▸ Given passage
But the blaze, which started on Saturday, has so far burnt 3,000 hectares of national park and early estimates suggest 90 per cent of the wetland's main reed bed has been razed.
Director of the Centre for Ecosystem Science at the University of New South Wales Professor Richard Kingsford feared the fire could destroy the unique ecosystem.
"Reeds are very deep-rooted plants, but they can only come back if there's water in the system," Professor Kingsford said.
"This reed bed is one of the most extensive in the whole Murray-Darling Basin."
Reed bed at risk
National Parks and Wildlife Service director of operations Rob Smith said it was not uncommon for fire to sweep through the Macquarie Marshes."Three fires have swept through the same area of the national park in the past 10 years," he said.
But with sub-soil moisture at critical low levels, the heat of the fire could cause catastrophic damage to the root zone of the reed bed.
In typical seasons, the reeds' root systems were protected by cool wet mud and would re-shoot after the next flooding event.
"The last inflows into the Macquarie Marshes occurred in December 2018, and there's been no significant rain in the catchment since," Mr Smith said.
"So it is a very dry environment currently."
Mr Smith said a comprehensive assessment of the fireground would take place as soon as feasibly possible.

▸ Goal A
In the passage on the Macquarie Marshes fire, when did the last inflows into the marshes occur?
▸ Goal B
Please translate this sentence from the passage on the Macquarie Marshes fire into Spanish: "In typical seasons, the reeds' root systems were protected by cool wet mud and would re-shoot after the next flooding event."

▸ Excerpted records
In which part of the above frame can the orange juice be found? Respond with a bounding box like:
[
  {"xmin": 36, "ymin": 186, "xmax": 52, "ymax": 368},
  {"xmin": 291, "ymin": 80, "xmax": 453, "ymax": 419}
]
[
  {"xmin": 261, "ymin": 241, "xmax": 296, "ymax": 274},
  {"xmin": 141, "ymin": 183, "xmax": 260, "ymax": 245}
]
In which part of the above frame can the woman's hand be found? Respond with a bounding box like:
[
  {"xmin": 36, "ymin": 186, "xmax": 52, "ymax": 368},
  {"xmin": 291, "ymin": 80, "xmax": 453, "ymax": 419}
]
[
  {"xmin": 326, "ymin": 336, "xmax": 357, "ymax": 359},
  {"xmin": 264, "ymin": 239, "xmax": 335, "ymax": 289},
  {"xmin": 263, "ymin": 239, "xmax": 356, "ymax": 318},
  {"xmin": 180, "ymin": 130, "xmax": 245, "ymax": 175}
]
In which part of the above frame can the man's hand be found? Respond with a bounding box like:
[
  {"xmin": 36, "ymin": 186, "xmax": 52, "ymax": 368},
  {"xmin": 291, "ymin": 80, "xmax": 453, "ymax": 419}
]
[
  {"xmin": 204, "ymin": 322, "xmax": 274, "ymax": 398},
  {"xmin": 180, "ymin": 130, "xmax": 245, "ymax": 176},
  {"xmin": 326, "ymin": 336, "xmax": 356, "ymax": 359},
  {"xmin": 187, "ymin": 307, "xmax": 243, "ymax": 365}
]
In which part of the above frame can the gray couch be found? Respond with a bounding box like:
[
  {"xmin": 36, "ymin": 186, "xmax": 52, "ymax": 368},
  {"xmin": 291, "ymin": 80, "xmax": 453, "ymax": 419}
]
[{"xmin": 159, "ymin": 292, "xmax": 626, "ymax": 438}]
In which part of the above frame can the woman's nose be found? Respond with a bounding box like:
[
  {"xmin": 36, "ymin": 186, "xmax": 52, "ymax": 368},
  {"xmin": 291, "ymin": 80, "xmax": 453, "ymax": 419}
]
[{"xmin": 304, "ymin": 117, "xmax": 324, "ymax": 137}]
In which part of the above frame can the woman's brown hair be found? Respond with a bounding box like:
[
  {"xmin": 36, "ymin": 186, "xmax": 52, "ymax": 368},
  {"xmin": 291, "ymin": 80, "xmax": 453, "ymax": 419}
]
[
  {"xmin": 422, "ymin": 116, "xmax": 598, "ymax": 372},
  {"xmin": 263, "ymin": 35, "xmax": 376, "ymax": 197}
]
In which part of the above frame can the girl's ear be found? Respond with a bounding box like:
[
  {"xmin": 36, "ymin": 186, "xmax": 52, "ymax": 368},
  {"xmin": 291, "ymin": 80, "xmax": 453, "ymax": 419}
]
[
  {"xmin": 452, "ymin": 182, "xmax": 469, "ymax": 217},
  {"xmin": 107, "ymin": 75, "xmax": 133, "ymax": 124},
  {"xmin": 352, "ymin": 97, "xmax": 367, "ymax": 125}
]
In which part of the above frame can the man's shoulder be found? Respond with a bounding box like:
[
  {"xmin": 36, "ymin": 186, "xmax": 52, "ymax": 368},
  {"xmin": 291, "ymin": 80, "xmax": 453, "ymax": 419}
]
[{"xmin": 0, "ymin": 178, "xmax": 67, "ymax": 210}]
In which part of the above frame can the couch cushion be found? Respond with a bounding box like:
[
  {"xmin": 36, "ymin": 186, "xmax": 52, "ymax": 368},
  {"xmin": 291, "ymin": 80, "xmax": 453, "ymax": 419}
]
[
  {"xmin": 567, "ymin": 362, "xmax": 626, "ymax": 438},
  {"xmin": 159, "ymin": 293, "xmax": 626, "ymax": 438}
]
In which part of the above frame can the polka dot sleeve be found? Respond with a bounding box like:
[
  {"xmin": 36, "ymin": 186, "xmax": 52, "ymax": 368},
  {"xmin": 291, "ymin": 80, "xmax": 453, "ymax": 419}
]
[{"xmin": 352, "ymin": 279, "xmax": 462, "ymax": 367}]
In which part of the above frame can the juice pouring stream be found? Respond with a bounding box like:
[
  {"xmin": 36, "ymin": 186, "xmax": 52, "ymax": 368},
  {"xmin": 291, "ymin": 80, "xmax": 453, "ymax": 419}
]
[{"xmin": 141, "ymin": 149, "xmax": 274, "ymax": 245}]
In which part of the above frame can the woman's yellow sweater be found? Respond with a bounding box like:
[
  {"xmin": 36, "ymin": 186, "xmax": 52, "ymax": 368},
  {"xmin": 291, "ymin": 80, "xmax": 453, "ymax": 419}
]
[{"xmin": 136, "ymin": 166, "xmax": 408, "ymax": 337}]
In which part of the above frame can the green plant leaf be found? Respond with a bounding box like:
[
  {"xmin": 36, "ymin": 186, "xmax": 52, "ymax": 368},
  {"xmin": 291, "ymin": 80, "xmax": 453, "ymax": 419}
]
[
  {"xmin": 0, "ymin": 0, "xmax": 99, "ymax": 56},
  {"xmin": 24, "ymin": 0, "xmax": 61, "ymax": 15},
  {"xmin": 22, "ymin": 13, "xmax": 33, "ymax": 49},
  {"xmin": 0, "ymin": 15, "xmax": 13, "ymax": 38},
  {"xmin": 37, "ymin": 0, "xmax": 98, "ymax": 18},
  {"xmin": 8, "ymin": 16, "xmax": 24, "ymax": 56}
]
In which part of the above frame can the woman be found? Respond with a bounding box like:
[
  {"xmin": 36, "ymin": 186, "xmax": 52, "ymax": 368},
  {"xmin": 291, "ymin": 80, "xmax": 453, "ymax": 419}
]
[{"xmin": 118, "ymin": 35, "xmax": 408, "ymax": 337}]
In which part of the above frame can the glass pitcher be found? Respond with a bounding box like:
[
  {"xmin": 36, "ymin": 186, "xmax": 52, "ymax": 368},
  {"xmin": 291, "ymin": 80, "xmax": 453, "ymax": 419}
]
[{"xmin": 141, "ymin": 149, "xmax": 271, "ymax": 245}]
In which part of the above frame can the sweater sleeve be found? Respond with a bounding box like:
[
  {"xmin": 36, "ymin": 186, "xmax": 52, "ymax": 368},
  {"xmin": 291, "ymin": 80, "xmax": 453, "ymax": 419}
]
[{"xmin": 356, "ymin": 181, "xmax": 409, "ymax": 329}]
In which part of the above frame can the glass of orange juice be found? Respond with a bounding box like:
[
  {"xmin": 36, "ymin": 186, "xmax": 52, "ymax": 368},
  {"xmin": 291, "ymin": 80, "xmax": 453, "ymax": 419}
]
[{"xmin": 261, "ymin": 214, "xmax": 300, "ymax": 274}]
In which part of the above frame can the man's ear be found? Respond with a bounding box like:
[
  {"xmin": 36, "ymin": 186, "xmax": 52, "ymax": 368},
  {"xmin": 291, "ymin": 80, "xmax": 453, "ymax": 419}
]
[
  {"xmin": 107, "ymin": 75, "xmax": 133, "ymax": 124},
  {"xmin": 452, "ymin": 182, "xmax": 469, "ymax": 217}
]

▸ Correct output A
December 2018.

▸ Correct output B
En temporadas normales, los sistemas de raíces de los carrizos estaban protegidos por el barro frío y húmedo, y rebrotaban después de la siguiente inundación.